- EXERCISE BRIEF -
How many lines in the rows below contain the string "teacup", with case counting? Give only the number.

- Records of labeled points -
· · · · · · ·
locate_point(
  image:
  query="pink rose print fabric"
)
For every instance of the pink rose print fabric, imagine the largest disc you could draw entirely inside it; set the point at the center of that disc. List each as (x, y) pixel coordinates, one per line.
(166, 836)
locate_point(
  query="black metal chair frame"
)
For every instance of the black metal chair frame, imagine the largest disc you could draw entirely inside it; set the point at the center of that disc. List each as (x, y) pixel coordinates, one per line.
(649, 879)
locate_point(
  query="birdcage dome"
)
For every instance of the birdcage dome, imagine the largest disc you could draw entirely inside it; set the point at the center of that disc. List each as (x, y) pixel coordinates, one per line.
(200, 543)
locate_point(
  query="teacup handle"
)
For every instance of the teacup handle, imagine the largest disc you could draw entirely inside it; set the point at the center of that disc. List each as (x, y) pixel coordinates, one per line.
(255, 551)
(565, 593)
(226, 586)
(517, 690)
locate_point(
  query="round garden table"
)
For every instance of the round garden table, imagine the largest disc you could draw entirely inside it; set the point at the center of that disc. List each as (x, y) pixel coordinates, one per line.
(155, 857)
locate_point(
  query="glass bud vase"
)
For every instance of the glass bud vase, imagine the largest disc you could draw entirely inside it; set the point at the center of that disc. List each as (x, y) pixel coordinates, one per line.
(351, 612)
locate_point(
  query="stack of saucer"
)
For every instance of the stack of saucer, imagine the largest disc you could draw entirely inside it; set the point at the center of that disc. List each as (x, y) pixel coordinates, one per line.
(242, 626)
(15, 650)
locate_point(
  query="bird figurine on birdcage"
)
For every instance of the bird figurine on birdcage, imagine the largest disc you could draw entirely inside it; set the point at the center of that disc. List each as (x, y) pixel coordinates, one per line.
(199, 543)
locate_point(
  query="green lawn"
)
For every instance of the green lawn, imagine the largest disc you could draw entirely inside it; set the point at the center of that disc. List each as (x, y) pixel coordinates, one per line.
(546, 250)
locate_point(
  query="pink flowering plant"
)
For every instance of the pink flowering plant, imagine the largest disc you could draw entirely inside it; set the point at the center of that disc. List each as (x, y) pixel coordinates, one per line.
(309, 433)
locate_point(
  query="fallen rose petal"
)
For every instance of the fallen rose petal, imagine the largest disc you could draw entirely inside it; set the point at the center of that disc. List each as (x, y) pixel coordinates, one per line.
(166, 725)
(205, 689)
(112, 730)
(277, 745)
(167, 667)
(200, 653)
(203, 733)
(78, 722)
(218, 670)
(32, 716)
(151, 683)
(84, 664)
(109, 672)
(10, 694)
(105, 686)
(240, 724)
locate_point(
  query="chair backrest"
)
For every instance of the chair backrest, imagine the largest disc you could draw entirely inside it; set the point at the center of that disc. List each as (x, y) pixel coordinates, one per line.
· · · · · · ·
- SOLUTION TO THE EXERCISE -
2